* YOUR OBJECTIVE *
Show the lines below that contain the string "cushion".

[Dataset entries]

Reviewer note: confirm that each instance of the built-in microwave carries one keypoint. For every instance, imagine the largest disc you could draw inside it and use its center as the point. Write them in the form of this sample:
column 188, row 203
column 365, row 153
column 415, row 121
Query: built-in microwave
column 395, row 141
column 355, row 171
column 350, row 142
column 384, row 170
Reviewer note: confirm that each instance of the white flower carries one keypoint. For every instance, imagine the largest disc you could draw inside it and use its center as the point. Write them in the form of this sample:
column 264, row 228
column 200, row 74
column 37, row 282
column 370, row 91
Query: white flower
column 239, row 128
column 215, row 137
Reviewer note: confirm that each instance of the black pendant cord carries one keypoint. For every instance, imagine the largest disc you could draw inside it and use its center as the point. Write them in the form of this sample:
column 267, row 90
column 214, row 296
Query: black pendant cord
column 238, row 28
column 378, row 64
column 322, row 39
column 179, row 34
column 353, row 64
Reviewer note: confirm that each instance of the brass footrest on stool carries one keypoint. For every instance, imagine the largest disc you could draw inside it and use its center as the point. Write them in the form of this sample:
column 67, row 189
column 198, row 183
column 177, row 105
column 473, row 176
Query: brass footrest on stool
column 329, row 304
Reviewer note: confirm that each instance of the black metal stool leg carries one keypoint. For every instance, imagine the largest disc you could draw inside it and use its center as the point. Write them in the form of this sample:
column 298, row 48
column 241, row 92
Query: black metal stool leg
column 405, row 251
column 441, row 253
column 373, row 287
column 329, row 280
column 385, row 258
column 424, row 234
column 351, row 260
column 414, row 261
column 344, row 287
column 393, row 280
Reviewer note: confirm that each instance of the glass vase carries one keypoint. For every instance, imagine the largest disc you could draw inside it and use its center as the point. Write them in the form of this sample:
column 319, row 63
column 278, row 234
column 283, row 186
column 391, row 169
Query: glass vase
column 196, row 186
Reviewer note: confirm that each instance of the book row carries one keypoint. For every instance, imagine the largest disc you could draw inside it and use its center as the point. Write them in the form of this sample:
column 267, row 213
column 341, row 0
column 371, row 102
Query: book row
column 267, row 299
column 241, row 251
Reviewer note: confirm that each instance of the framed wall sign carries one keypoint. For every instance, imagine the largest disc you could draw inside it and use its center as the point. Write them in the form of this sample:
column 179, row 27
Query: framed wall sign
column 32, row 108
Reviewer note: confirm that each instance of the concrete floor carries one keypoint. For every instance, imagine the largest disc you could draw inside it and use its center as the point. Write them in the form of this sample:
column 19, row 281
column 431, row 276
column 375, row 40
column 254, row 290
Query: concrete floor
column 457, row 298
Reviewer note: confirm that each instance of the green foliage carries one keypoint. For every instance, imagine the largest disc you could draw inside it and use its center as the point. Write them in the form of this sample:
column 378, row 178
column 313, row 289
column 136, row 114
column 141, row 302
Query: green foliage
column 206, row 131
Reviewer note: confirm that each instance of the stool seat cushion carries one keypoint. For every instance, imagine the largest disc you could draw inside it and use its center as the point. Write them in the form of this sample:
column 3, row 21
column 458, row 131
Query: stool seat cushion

* WRITTEN SOLUTION *
Reviewer note: confirm that each instance of the stool seat cushion carries one keypoint. For every instance, imagine the largest disc you could draw inside it and use its center as the point. Write them in the form of this sample:
Query: stool seat cushion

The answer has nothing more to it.